■ **WHAT TO WORK ON**
Copy the rows word for word from their first line through the line containing "M 317 118 L", including both of those lines, and leave out the pictures.
□ □ □ □ □ □ □
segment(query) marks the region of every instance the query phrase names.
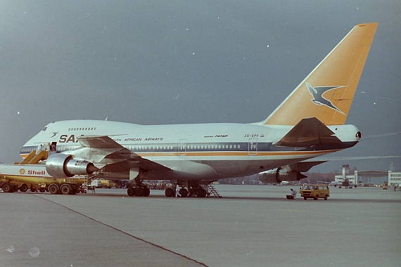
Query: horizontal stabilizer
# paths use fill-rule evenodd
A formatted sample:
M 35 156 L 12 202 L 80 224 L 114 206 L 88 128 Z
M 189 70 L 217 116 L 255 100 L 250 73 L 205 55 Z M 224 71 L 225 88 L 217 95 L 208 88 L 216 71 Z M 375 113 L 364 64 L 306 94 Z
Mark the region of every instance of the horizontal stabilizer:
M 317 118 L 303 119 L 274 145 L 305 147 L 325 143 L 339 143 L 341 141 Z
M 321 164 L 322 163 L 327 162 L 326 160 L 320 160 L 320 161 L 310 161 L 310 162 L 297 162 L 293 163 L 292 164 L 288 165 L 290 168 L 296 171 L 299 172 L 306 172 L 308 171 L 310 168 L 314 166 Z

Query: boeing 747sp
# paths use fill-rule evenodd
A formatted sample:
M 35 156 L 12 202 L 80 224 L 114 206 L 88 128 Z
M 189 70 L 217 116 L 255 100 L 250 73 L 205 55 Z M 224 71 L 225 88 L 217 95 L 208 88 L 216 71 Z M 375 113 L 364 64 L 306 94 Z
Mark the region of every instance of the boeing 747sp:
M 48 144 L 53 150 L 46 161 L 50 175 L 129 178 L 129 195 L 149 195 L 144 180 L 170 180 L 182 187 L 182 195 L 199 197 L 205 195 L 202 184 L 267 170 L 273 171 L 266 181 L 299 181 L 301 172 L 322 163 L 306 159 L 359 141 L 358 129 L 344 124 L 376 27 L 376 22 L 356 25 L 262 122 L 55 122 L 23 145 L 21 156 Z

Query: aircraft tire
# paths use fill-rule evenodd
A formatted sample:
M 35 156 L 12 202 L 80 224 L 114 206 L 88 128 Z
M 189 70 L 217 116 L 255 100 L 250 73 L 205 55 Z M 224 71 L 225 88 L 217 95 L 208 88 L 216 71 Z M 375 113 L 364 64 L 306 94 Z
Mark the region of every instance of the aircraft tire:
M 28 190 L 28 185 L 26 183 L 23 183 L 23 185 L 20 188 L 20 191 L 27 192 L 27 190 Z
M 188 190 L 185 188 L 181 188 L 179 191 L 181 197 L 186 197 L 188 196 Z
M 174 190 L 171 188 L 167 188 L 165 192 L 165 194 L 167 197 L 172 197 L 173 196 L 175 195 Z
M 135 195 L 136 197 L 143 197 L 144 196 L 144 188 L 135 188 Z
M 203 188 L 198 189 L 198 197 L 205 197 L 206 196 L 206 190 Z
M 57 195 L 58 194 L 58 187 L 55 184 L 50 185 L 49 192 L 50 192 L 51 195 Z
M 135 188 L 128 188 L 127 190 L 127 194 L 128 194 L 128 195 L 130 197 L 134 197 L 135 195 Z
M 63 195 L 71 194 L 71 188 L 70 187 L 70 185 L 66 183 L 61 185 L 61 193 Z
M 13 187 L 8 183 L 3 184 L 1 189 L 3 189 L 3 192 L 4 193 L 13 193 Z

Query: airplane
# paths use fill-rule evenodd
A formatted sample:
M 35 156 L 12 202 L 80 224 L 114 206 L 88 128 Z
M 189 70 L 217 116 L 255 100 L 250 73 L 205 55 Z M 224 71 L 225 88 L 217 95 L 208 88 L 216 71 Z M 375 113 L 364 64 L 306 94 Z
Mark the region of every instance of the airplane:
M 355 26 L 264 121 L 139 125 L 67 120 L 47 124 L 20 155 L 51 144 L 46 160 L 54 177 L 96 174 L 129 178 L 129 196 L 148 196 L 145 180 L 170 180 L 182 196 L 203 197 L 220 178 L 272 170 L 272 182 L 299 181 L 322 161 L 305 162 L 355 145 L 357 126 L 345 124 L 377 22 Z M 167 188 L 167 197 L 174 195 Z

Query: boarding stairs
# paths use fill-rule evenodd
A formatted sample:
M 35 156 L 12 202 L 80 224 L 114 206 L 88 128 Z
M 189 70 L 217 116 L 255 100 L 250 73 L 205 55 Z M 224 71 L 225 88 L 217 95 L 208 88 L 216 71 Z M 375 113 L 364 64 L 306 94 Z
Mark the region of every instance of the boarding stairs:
□ □ □ □ □ □ □
■ **SOLVED EXERCISE**
segment(query) marks the region of every instance the query phrase names.
Query: horizontal stabilizer
# paths use fill-rule evenodd
A formatted sample:
M 35 156 L 12 202 L 80 224 L 114 206 L 88 128 Z
M 189 70 L 217 116 L 255 100 L 250 73 L 205 55 Z M 224 71 L 225 88 L 217 95 L 208 88 L 216 71 Z M 375 113 L 364 64 L 306 94 Z
Mark the region of every instance of the horizontal stabilizer:
M 317 118 L 303 119 L 274 145 L 305 147 L 325 143 L 339 143 L 341 141 Z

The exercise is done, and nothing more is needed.